OBJECTIVE A:
Could you reproduce, exactly as they stand in the rows, the stretch from the line containing "Each instance of the dry vegetation" through the line containing "[[[454,187],[424,186],[418,188],[429,198],[440,201],[454,207]]]", and leave the picture out of your answer?

DOCUMENT PASSAGE:
-*-*-
Community discussions

MikroTik App
 
DaviV
just joined
Topic Author
Posts: 10
Joined: Thu Apr 26, 2018 1:33 pm

IPSEC peer FQDN as failover/LB

Tue Oct 18, 2022 6:27 pm

Hello community,

I would like to ask for clarification about implementation of IPSEC peer with FQDN.
In our envinroment we have few hundreds spokes of multiple brands (majority Cisco ASA, Mikrotiks and Fortigates) and we are using CNAME(2 hubs) as peer FQDN to achieve load-balancing and failover.

Currently with Mikrotik we are failing to achieve failover on 6.48 version same as on 7.x version.
If we test by killing one of the HUBs. In Mikrotik peer will just time-out, phase 1 disappears after about 1-2 minutes, but nothing more happens.
Only solution is to manualy disable peer and enabled again, then it seems that it tries to resolve/connect to both resolved IPs again and reaches peer which is alive.

This doesn't look like desired functionality or am I missing something ?


Thanks

David
 
Sob
Forum Guru
Forum Guru
Posts: 9119
Joined: Mon Apr 20, 2009 9:11 pm

Re: IPSEC peer FQDN as failover/LB

Tue Oct 18, 2022 9:47 pm

I'm not sure if I correctly understand what exactly you do, but I can confirm that something with peers using hostnames is weird and doesn't work as expected (tested with 6.49.7). Even if you do something slightly different, it's probably the same problem.

As a test, I have two servers (passive, for peers/clients that can be behind NAT) with A records, and hostname used by client is CNAME pointing to one of them:
server1.test.tld.  3600  A      1.2.3.4
server2.test.tld.  3600  A      4.3.2.1
server.test.tld.     10  CNAME  server1.test.tld.
When client first connects to server.test.tld, it gets 1.2.3.4. When this server goes down, I change CNAME to point to second one and expect that when client notices failed connection (using DPD), it will resolve server.test.tld again and get 4.3.2.1. It sort of works, but not as expected. I have CNAME with short TTL, so when client tries to reconnect, original answer already expired. But it seems that client doesn't care about that, instead it takes TTL from A record and assumes that this address of server is good for that long. But it isn't. I think it should use TTL from CNAME record.

It's better when I skip CNAME and just use A directly:
server.test.tld.     10  A      1.2.3.4
But even then it's not perfect, there's still some caching or something going on, because reconnection attempts still use the old address few times (I saw 1-3), even when there's already new address in DNS cache.
 
DaviV
just joined
Topic Author
Posts: 10
Joined: Thu Apr 26, 2018 1:33 pm

Re: IPSEC peer FQDN as failover/LB

Wed Oct 19, 2022 7:03 am

Yes, This is exactly the issue I am having. It seems to me, that resolve is done just first time when peer is connecting. Then it sticks to it no-matter what is going on(with or without DPD) . Only solution is do disable peer and enable again to actually connect to second availabl peer. TTL is set to 5 minutes.
-*-*-
GIVEN DATA:

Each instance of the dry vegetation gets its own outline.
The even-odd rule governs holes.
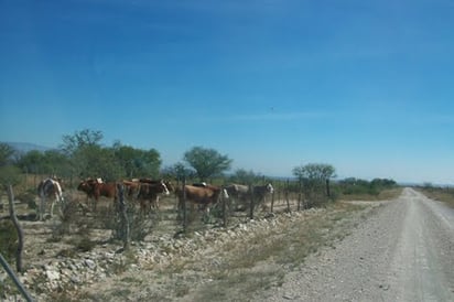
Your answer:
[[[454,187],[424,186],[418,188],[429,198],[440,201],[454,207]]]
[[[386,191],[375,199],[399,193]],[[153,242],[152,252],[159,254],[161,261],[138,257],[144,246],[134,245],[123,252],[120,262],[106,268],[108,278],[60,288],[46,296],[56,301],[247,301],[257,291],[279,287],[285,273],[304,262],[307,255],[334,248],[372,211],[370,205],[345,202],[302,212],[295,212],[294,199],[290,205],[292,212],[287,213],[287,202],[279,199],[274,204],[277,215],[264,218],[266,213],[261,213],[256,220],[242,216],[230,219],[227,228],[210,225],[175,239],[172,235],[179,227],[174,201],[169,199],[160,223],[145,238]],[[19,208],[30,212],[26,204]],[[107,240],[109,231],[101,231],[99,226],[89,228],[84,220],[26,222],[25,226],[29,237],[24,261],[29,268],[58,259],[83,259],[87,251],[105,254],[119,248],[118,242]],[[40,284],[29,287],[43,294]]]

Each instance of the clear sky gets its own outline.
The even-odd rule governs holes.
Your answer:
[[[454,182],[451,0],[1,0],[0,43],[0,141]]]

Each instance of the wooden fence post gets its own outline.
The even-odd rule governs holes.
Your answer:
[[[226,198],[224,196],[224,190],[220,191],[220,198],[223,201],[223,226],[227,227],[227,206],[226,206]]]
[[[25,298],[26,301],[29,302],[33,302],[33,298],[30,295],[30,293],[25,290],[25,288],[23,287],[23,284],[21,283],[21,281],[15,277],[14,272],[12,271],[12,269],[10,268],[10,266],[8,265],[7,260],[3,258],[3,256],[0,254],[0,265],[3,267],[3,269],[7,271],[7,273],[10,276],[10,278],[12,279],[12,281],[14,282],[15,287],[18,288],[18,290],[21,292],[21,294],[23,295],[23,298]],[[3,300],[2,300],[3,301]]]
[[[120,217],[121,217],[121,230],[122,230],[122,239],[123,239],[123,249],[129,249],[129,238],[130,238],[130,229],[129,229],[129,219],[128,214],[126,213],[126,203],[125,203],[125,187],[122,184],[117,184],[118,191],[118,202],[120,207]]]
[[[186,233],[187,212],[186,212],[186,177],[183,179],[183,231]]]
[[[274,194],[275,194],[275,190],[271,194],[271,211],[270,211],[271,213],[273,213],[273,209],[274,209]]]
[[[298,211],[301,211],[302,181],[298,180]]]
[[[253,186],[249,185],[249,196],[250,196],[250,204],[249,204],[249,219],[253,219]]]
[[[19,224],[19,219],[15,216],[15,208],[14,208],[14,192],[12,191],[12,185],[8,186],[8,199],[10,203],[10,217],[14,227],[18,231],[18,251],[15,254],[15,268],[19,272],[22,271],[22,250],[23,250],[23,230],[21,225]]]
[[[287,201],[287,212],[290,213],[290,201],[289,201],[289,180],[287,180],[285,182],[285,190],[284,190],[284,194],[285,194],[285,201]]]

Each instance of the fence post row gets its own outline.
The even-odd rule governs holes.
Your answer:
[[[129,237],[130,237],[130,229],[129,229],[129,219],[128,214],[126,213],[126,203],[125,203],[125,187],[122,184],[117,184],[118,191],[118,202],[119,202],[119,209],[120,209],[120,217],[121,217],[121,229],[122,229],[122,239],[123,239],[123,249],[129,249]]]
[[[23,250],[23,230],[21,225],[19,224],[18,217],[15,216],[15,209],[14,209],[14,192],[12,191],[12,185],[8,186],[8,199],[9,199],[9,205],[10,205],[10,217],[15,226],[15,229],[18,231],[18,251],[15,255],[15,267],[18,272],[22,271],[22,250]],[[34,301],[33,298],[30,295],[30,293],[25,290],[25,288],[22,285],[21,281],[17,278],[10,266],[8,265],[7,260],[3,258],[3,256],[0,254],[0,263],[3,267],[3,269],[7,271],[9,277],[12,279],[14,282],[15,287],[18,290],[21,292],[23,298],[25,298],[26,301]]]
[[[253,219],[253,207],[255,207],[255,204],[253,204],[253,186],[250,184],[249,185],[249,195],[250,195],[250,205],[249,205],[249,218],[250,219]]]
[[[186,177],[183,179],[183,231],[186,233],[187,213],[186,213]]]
-*-*-
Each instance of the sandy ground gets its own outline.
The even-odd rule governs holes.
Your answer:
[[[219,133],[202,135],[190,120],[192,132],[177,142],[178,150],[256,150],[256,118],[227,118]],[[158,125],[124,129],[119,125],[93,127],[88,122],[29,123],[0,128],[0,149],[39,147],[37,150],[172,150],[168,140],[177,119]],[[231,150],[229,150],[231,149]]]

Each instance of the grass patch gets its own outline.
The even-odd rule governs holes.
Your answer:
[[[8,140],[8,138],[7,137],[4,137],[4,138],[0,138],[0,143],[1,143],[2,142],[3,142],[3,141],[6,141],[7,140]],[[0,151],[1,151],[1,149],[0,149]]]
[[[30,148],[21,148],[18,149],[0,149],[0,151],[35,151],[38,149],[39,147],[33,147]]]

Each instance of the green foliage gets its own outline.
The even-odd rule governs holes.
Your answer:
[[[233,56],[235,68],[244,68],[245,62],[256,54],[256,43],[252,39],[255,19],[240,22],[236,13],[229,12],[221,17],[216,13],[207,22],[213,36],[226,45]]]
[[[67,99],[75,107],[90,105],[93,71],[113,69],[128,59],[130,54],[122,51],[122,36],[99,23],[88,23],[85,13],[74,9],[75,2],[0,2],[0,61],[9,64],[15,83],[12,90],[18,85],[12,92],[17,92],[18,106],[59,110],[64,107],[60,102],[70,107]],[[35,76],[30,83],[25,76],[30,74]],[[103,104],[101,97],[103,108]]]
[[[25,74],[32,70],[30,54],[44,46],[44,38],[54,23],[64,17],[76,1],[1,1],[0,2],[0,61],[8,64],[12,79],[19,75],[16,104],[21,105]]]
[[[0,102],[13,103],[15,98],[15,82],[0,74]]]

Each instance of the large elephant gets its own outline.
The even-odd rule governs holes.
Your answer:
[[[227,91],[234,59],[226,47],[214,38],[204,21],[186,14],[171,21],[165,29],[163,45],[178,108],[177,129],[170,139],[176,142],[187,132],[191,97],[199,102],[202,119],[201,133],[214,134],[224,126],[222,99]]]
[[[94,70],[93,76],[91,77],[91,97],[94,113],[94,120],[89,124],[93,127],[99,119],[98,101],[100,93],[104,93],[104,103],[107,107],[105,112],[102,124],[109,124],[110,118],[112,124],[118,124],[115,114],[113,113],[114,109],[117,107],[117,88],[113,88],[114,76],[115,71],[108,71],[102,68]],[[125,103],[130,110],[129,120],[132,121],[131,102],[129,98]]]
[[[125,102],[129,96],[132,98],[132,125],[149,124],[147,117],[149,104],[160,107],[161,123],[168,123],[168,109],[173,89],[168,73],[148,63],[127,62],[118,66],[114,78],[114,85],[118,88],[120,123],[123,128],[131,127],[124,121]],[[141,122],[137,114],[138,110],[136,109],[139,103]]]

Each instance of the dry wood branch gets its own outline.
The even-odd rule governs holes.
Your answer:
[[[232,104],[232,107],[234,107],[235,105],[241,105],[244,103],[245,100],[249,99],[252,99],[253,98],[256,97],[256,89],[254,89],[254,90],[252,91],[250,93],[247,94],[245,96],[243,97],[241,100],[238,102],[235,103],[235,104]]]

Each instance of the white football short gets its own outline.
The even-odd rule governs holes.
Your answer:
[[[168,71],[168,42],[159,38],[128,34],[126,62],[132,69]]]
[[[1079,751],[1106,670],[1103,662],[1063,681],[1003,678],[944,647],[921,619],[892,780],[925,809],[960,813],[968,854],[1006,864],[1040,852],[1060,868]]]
-*-*-
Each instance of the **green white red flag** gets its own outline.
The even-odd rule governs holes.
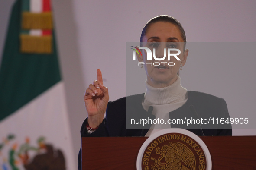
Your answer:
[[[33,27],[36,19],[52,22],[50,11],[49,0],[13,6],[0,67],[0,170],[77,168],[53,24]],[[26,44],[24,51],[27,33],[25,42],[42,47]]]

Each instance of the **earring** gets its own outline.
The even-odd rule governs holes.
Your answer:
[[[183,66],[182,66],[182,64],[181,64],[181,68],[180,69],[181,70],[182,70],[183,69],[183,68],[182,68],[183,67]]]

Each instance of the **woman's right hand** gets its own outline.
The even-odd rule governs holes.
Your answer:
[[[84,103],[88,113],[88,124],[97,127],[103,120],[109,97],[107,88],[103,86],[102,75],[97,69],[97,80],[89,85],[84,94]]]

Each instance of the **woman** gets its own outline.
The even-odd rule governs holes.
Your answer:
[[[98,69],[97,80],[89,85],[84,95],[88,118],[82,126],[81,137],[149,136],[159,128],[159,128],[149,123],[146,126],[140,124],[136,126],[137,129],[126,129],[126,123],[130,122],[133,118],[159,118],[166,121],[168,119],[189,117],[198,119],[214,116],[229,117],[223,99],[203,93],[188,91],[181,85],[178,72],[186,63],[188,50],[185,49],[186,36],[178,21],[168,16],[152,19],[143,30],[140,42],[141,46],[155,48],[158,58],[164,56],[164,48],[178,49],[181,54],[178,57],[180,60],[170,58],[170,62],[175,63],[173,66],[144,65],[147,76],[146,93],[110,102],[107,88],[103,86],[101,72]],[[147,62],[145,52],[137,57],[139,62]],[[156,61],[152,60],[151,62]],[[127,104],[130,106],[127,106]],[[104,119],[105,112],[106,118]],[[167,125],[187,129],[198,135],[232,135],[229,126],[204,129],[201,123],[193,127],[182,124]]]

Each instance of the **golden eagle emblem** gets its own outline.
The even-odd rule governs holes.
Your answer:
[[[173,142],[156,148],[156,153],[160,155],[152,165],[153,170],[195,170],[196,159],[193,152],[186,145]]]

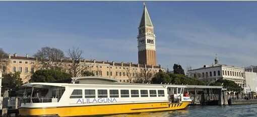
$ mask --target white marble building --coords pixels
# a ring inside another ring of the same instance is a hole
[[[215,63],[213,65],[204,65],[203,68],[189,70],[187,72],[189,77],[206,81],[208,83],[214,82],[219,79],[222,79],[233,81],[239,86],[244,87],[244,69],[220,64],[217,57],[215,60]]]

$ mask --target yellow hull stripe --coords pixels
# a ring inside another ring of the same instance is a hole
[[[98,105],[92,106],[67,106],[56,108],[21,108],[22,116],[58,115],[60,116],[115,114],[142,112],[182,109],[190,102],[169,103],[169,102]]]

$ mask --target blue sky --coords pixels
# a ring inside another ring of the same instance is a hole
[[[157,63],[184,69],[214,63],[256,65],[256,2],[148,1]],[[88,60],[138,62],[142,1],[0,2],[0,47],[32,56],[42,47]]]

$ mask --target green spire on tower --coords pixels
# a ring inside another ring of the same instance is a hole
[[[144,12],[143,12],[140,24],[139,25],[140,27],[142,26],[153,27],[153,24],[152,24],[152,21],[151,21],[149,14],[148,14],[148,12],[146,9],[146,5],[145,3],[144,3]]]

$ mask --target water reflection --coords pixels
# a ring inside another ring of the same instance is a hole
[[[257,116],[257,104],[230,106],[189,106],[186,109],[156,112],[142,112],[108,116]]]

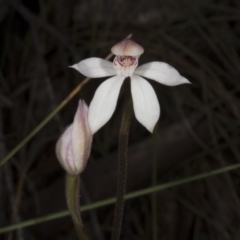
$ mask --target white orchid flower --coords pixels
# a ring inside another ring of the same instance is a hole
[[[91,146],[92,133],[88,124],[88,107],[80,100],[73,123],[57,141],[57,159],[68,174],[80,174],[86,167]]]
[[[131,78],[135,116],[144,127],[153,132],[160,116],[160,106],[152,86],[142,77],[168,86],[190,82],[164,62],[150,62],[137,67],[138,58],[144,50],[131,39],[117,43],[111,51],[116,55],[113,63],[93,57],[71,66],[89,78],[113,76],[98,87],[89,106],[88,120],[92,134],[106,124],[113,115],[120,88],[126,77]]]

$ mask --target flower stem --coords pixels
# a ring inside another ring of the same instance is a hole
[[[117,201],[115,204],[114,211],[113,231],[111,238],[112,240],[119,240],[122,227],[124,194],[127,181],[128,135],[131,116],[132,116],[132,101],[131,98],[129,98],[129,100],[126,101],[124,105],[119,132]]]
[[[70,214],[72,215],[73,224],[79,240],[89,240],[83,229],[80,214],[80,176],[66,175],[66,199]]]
-*-*-
OBJECTIVE B:
How would this sentence from the forum thread on IPSEC peers read in Spanish: "When client first connects to server.test.tld, it gets 1.2.3.4."

RESULT A:
Each instance of the dry vegetation gets its own outline.
The even-odd rule governs holes.
Your answer:
[[[454,187],[424,186],[418,188],[429,198],[440,201],[454,207]]]

RESULT B:
Cuando el cliente se conecta por primera vez a server.test.tld, obtiene 1.2.3.4.